Copy all of the data below word for word, leaving out the pictures.

╭─ Material for the task

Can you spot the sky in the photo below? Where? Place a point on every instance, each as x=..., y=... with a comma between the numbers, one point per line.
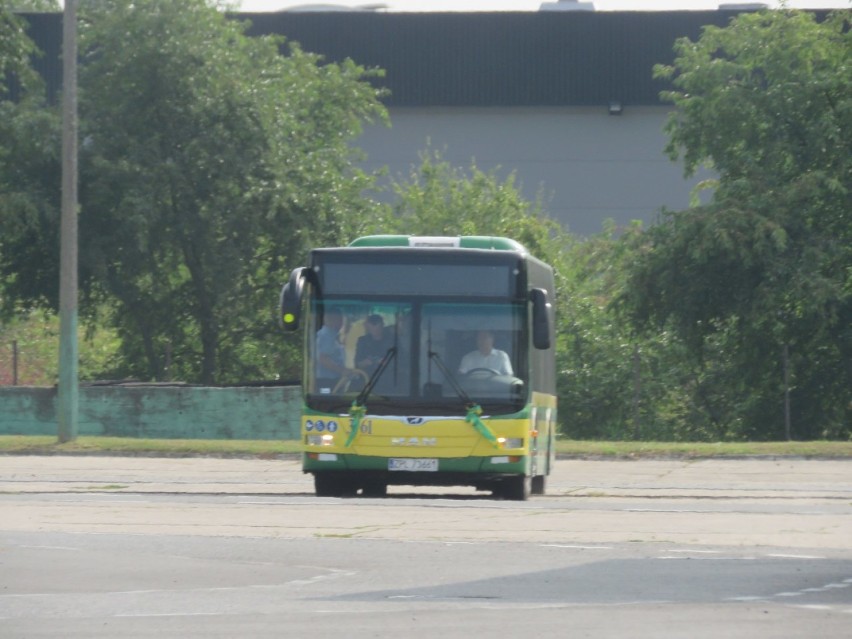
x=529, y=5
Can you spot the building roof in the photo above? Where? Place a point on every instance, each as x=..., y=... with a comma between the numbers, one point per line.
x=503, y=59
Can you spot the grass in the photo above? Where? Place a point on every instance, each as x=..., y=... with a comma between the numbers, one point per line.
x=48, y=444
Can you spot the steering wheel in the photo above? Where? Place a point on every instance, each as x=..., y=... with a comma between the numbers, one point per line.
x=343, y=384
x=491, y=372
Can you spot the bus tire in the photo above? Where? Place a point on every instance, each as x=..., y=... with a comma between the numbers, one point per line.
x=516, y=488
x=331, y=484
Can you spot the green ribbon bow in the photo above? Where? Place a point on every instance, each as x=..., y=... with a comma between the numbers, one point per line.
x=472, y=417
x=357, y=413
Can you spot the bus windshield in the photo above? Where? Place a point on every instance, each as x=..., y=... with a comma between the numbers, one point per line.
x=437, y=357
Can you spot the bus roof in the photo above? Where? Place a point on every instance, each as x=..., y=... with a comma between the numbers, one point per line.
x=458, y=241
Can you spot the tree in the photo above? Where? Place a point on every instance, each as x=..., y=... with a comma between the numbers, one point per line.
x=29, y=172
x=210, y=162
x=766, y=267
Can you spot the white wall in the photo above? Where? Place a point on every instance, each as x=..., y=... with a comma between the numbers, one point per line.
x=589, y=165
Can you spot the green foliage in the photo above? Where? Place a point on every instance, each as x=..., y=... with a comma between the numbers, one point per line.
x=16, y=50
x=210, y=163
x=35, y=337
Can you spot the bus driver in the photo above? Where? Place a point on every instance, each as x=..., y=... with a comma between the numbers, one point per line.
x=486, y=356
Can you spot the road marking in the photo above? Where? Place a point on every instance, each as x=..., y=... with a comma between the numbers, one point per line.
x=576, y=546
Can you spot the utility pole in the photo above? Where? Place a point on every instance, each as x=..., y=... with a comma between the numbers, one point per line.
x=68, y=399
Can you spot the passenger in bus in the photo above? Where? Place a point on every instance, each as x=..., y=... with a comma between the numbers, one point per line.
x=372, y=347
x=486, y=356
x=331, y=355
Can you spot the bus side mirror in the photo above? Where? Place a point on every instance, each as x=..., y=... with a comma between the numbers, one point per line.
x=541, y=318
x=290, y=302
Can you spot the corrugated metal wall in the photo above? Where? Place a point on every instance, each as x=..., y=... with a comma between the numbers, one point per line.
x=475, y=59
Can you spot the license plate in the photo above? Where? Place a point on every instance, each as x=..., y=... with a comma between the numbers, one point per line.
x=413, y=465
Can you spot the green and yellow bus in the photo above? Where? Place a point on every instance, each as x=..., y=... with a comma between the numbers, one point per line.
x=429, y=361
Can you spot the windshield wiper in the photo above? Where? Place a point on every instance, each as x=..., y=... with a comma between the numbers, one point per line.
x=473, y=409
x=358, y=410
x=374, y=378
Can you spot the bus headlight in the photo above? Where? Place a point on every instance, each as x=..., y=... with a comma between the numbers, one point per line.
x=511, y=442
x=320, y=440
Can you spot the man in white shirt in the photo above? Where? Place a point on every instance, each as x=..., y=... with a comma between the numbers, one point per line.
x=486, y=356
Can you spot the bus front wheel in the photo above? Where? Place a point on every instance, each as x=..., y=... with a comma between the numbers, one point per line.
x=330, y=484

╰─

▶ _Expected output_
Can you spot the sky in the photo below? Where? Place a point on every instance, each as x=..., y=... with a comma between the numbers, one point per line.
x=529, y=5
Can you spot the building roof in the photo above? Where? Place a point on every instance, each as x=..., y=... with a comma between the numbers, one point per line.
x=503, y=59
Can you spot the grass in the photo above? Where? Place a point on every instance, each as x=..., y=... with a comma between the numbers, one point per line.
x=48, y=444
Can you spot the steering wheel in the photo above? Where? Place a point on every instance, each as x=..., y=... with a comma between the numbers, one point per line.
x=343, y=384
x=491, y=372
Can you spot the bus tire in the photo above? Where? Place a point on every instance, each as x=..., y=... with a comma between the numbers, one point per line.
x=516, y=488
x=331, y=484
Can you spot the green ribbon bow in the photo above? Where? Place a point on every instance, each as x=..., y=... with a comma between the numbers, one point per line.
x=472, y=417
x=357, y=413
Can you spot the bus windshield in the photo above? Where? Place a point on every instance, each as x=..., y=... with a comma between the numbers, one point per line.
x=437, y=357
Can you spot the bus roof in the photo above? Where? Place a point on every instance, each as x=..., y=... with a comma between the numbers, one point per line.
x=458, y=241
Can you spot the tree in the photo above? Where? Place a point on every instance, each as x=..., y=... with a comma between the numbers, one point per line.
x=29, y=172
x=210, y=162
x=766, y=267
Can you spot the white wall in the photo above? Where? Place a point on every instance, each as x=..., y=... with a comma between the numbers, one point per line.
x=589, y=165
Can you spot the green foliage in the photo above? Where? Place a point on every instance, each as x=..., y=... with a comma between the numbers, one point per line.
x=16, y=50
x=210, y=163
x=35, y=337
Can you spot the bus driver in the photo above? Where? Place a point on every instance, each as x=..., y=... with a comma between the numbers, one point per line.
x=486, y=356
Can you spot the road marking in the photo above? Where? Place a point on every instance, each as x=..., y=... with a comma between the numbers, one point per line.
x=576, y=546
Can you spot the utility pole in the photo above? Where? Place a point on every instance, each as x=..., y=... with a comma between the numbers, one point per line.
x=68, y=399
Can you spot the passenger in bus in the photo above? Where? Place a point on every instance, each as x=..., y=... with a comma between the numbers, one point per line.
x=372, y=347
x=486, y=356
x=331, y=355
Can you spot the bus side mirror in the photo above? Where? Place a point on every instance, each as x=..., y=... with a comma between the numbers, one point per line.
x=541, y=318
x=290, y=302
Can you spot the corrugated metal wall in the photo above? Where? Place a point on every instance, each as x=..., y=... with a comma between the numbers, one point per line.
x=475, y=59
Can you spot the license plate in the photo above? Where? Place a point on every instance, each as x=..., y=... with a comma between the numbers, one point per line.
x=413, y=465
Can you spot the green and yellow bus in the photo above? Where? Place a point on every instance, each as x=..., y=... with a comma between the numbers, one point per line.
x=429, y=361
Can you spot the windshield wiper in the photo above? Where? Place a point on every instance, each as x=..., y=... with a comma between the numbers, one point per line.
x=473, y=409
x=358, y=410
x=374, y=378
Can you spot the bus headlight in the photo above? Where? Place a point on every instance, each as x=..., y=... with a comma between the numbers, one point per line.
x=511, y=442
x=320, y=440
Can you spot the man in white shirt in the photo above? Where? Place a point on every instance, each as x=..., y=... with a comma between the numbers, one point per line.
x=486, y=356
Can you spot the bus front wheel in the photo above? Where? Place a point on every instance, each as x=..., y=... with a comma between the numbers, one point per line.
x=330, y=484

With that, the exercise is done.